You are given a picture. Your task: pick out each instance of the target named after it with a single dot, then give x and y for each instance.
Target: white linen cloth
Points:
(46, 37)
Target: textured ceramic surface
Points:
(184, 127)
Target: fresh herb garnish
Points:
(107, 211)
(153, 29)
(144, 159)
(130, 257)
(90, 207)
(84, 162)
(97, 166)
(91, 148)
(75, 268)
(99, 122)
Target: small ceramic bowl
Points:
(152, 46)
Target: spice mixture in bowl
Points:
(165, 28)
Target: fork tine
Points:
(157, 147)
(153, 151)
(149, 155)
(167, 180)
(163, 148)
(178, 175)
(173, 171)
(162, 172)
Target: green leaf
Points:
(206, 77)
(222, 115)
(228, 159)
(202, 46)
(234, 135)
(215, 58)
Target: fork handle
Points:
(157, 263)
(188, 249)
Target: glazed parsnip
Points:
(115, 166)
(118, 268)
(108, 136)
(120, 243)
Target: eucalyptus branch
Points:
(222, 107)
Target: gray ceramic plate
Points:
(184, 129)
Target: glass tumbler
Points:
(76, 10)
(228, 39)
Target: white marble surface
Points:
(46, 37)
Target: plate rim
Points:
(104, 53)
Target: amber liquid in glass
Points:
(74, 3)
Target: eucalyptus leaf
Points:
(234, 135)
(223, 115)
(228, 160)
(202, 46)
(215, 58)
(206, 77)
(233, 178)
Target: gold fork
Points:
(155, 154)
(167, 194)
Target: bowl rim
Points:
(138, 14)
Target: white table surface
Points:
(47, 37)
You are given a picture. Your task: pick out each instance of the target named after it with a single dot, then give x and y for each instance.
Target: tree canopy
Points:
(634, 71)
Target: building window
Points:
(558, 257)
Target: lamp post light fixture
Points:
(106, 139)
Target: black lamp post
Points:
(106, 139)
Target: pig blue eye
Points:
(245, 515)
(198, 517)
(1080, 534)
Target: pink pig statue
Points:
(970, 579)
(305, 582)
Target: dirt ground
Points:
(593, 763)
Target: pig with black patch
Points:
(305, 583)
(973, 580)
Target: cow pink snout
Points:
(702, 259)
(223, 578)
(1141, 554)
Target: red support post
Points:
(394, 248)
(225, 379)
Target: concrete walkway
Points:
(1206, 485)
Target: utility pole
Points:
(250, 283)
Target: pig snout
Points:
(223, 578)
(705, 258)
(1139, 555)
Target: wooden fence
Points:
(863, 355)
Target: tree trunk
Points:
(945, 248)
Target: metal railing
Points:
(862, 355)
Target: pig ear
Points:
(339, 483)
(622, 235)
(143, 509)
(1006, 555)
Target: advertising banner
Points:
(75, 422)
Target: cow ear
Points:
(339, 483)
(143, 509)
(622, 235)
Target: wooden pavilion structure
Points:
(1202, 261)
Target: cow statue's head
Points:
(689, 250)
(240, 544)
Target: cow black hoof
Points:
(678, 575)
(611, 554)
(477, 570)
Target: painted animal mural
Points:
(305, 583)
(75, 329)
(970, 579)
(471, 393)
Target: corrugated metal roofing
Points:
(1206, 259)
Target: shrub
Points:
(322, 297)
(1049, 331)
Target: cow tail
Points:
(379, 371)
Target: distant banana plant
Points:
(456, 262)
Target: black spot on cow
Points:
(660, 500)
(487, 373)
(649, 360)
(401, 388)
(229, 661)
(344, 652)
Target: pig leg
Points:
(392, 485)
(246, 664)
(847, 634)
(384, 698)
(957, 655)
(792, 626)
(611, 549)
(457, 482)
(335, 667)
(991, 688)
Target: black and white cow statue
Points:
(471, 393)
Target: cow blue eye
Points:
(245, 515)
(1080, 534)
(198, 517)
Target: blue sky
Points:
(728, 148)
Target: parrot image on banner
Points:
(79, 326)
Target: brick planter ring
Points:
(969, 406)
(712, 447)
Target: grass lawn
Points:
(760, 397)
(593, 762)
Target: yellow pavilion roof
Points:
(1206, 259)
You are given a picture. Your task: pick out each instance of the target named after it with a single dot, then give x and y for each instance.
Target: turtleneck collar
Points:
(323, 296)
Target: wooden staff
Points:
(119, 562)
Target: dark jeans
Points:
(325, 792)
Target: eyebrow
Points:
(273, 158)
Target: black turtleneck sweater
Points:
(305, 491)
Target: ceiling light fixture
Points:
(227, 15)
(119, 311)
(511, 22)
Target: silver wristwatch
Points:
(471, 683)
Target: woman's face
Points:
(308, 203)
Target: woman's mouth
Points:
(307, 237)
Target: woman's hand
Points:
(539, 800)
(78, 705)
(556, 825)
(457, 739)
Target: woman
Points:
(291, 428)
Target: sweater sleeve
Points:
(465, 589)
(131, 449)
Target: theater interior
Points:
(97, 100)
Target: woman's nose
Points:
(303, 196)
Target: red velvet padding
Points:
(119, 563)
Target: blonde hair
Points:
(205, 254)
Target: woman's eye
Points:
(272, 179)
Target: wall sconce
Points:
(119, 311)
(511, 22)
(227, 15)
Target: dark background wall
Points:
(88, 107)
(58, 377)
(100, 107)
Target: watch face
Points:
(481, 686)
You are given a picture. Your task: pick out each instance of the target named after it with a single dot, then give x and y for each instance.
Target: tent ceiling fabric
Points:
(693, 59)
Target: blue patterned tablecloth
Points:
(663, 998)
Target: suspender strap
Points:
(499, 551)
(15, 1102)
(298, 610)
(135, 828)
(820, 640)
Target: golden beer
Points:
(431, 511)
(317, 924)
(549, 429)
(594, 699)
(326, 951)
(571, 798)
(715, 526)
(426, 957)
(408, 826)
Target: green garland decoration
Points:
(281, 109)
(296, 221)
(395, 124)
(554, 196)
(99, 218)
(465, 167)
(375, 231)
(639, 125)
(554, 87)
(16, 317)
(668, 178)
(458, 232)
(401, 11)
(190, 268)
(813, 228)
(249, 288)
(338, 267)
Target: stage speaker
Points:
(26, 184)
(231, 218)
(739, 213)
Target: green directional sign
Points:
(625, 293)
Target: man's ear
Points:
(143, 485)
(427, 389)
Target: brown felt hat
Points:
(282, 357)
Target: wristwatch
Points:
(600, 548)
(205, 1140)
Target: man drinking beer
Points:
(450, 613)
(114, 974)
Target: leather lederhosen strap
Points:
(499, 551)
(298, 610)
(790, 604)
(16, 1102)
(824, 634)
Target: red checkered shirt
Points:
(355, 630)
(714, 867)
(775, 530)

########

→ **Aim of the task**
Please set down each of the entries above exactly as given.

→ **Written answer**
You are given a picture. Your task: pick out each instance of the target named after it with a single dot, then give x and y for each instance.
Target: white linen cloth
Points:
(46, 37)
Target: textured ceramic surface
Points:
(184, 127)
Target: fresh herb garnish
Points:
(107, 211)
(153, 29)
(144, 159)
(130, 257)
(90, 207)
(84, 162)
(97, 166)
(91, 148)
(75, 268)
(99, 122)
Target: small ceramic bowl
Points:
(152, 46)
Target: spice mixture in bowl
Points:
(165, 28)
Target: fork tine
Points:
(157, 147)
(153, 151)
(149, 155)
(167, 180)
(163, 148)
(178, 175)
(173, 171)
(162, 172)
Target: green leaf
Points:
(206, 77)
(222, 115)
(228, 159)
(202, 46)
(234, 135)
(215, 58)
Target: fork handle
Points:
(157, 263)
(188, 249)
Target: glazed parsnip
Points:
(115, 166)
(118, 268)
(108, 136)
(120, 243)
Target: eucalyptus branch
Points:
(222, 107)
Target: gray ceramic plate
Points:
(184, 129)
Target: glass tumbler
Points:
(76, 10)
(228, 39)
Target: white marble surface
Points:
(46, 37)
Target: plate rim
Points:
(104, 53)
Target: amber liquid in glass
Points:
(74, 3)
Target: eucalyptus leaf
Points:
(234, 135)
(223, 115)
(228, 160)
(202, 46)
(215, 58)
(206, 77)
(233, 178)
Target: gold fork
Points:
(155, 154)
(167, 194)
Target: bowl rim
Points:
(138, 14)
Target: white table surface
Points:
(47, 37)
You are given a picture. Your task: pick out each instance of the target named after it with a single dot, then give x and y for each instance.
Target: tree canopy
Points:
(634, 71)
Target: building window
Points:
(558, 257)
Target: lamp post light fixture
Points:
(106, 139)
Target: black lamp post
Points:
(106, 139)
Target: pig blue eye
Points:
(245, 515)
(198, 517)
(1080, 534)
Target: pink pig statue
Points:
(970, 579)
(305, 582)
Target: dirt ground
Points:
(593, 763)
Target: pig with black patch
Points:
(305, 583)
(973, 580)
Target: cow pink snout
Points:
(702, 259)
(223, 578)
(1141, 554)
Target: red support post
Points:
(394, 248)
(225, 379)
Target: concrete walkway
Points:
(1206, 485)
Target: utility pole
Points:
(250, 283)
Target: pig snout
Points:
(223, 578)
(705, 258)
(1139, 555)
Target: wooden fence
Points:
(863, 355)
Target: tree trunk
Points:
(945, 248)
Target: metal railing
Points:
(862, 355)
Target: pig ear
Points:
(339, 483)
(622, 235)
(143, 509)
(1006, 555)
Target: advertising banner
Points:
(75, 422)
Target: cow ear
Points:
(339, 483)
(143, 509)
(622, 235)
Target: wooden pavilion structure
Points:
(1202, 261)
Target: cow statue's head
Points:
(689, 250)
(240, 544)
Target: cow black hoof
Points:
(678, 575)
(611, 554)
(477, 570)
Target: painted animal mural
Points:
(305, 583)
(75, 329)
(970, 579)
(471, 393)
Target: corrugated metal roofing
Points:
(1206, 259)
Target: shrub
Points:
(322, 297)
(1049, 331)
Target: cow tail
Points:
(379, 371)
Target: distant banana plant
Points:
(456, 262)
Target: black spot on cow
Points:
(660, 500)
(487, 373)
(649, 360)
(401, 388)
(229, 661)
(344, 652)
Target: pig leg
Points:
(392, 485)
(246, 664)
(847, 634)
(384, 698)
(957, 655)
(792, 626)
(611, 549)
(457, 482)
(335, 667)
(991, 688)
Target: black and white cow statue
Points:
(471, 393)
Target: cow blue eye
Points:
(245, 515)
(1080, 534)
(198, 517)
Target: blue sky
Points:
(728, 148)
Target: parrot image on banner
Points:
(79, 326)
Target: brick planter ring
Points:
(969, 406)
(712, 447)
Target: grass lawn
Points:
(760, 397)
(593, 762)
Target: yellow pavilion roof
Points:
(1206, 259)
You are given a picture. Your task: pick out each instance of the target named after it with a single dot, then give x and y for each instance.
Target: turtleneck collar
Points:
(323, 296)
Target: wooden staff
Points:
(119, 562)
Target: dark jeans
Points:
(325, 792)
Target: eyebrow
Points:
(273, 158)
Target: black turtleneck sweater
Points:
(305, 491)
Target: ceiling light fixture
Points:
(227, 15)
(119, 311)
(511, 22)
Target: silver wristwatch
Points:
(471, 683)
Target: woman's face
Points:
(308, 203)
Target: woman's mouth
Points:
(307, 237)
Target: woman's hand
Points:
(539, 800)
(78, 705)
(556, 825)
(457, 739)
Target: woman
Points:
(291, 428)
Target: sweater sleeve
Points:
(465, 589)
(131, 449)
Target: theater interior
Points:
(97, 100)
Target: woman's nose
Points:
(303, 196)
Target: red velvet padding
Points:
(119, 563)
Target: blonde hair
Points:
(205, 254)
Target: woman's eye
Points:
(272, 179)
Target: wall sconce
Points:
(119, 311)
(511, 22)
(227, 15)
Target: dark background wall
Points:
(88, 107)
(58, 377)
(100, 107)
Target: watch face
Points:
(481, 686)
You are given a picture. Your task: pick out each instance of the target named after it with a single dot, then give x and y for each instance.
Target: tent ceiling fabric
Points:
(693, 59)
Target: blue patterned tablecloth
Points:
(663, 998)
Target: suspender strap
Points:
(499, 551)
(15, 1102)
(298, 610)
(135, 828)
(820, 640)
Target: golden beer
Points:
(431, 511)
(317, 924)
(549, 429)
(594, 699)
(326, 951)
(571, 798)
(715, 526)
(426, 957)
(408, 826)
Target: green garland decoration
Points:
(281, 109)
(296, 221)
(395, 124)
(554, 196)
(99, 218)
(465, 167)
(375, 231)
(639, 125)
(554, 87)
(16, 317)
(668, 178)
(458, 232)
(401, 11)
(190, 268)
(813, 228)
(249, 288)
(338, 267)
Target: stage speaker
Points:
(26, 184)
(231, 218)
(739, 213)
Target: green directional sign
Points:
(625, 293)
Target: man's ear
Points:
(143, 485)
(427, 389)
Target: brown felt hat
Points:
(282, 357)
Target: wristwatch
Points:
(600, 548)
(205, 1140)
Target: man drinking beer
Points:
(450, 613)
(114, 974)
Target: leather lederhosen strap
Points:
(499, 551)
(298, 610)
(790, 604)
(16, 1102)
(824, 634)
Target: red checkered shirt
Points:
(355, 630)
(714, 867)
(775, 530)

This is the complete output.